+++ Source extract
Now create some dummy files in the worker filesystem and in the html folder. This html folder is the configured root directory in apache2 to serve html documents.

ssh $(kubectl get pod web-server-sidecar-s3 -o jsonpath="{.status.hostIP}") sudo touch /mnt/my-bucket/html/file{01..10}.txt

And now both pods should be able to list the new files as shown below from apache2.

kubectl exec web-server-sidecar-s3 -c apache2 — ls /var/www/html
file01.txt
file02.txt
file03.txt
file04.txt
file05.txt
file06.txt
file07.txt
file08.txt
file09.txt
file10.txt

Apache2 will serve the content of the html folder so lets try to verify we can actually access the files through http. First forward the apache2 pod port listening at port 80 to a local port 8080 via kubectl port-forward command.

kubectl port-forward web-server-sidecar-s3 8080:80 &
Forwarding from 127.0.0.1:8080 -> 80
Forwarding from [::1]:8080 -> 80

And now try to reach the apache2 web server. According to the httpd.conf it should display any file in the folder. Using curl you can verify this is working as displayed below

curl localhost:8080
Handling connection for 8080
<!DOCTYPE HTML PUBLIC "-//W3C//DTD HTML 3.2 Final//EN">
<html>
 <head>
  <title>Index of /</title>
 </head>
 <body>
<h1>Index of /</h1>
<ul><li><a href="file01.txt"> file01.txt</a></li>
<li><a href="file02.txt"> file02.txt</a></li>
<li><a href="file03.txt"> file03.txt</a></li>
<li><a href="file04.txt"> file04.txt</a></li>
<li><a href="file05.txt"> file05.txt</a></li>
<li><a href="file06.txt"> file06.txt</a></li>
<li><a href="file07.txt"> file07.txt</a></li>
<li><a href="file08.txt"> file08.txt</a></li>
<li><a href="file09.txt"> file09.txt</a></li>
<li><a href="file10.txt"> file10.txt</a></li>
</ul>
</body></html>

If you want to try from a browser you should also access the S3 bucket.

Now we have managed to make the s3-mounter pod independent of a regular pod using a sidecar pattern to deploy our application. Regardless this configuration may fit with some requirements it may not scale very well in other environments. For example, if you create another sidecar pod in the same worker node trying to access the very same bucket you will end up with an error generated by the new s3-mounter when trying to mount bidirecctionally a non-empty volume (basically because it is already mounted by the other pod) as seen below.

kubectl logs web-server-sidecar-s3-2 -c s3mounter
s3fs: MOUNTPOINT directory /var/s3 is not empty. if you are sure this is safe, can use the 'nonempty' mount option.
++++++
**Required task:** In the sidecar walkthrough, list every kubectl subcommand used in its commands.
+++ Excerpted data
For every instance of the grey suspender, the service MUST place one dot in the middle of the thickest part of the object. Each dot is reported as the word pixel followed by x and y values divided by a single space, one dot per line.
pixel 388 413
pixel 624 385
++++++
+++ Excerpted data
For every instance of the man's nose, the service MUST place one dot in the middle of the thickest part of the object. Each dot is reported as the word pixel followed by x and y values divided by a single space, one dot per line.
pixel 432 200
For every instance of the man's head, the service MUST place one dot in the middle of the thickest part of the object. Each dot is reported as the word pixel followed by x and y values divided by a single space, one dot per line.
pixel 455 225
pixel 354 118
++++++
**Result:** get, exec, port-forward, logs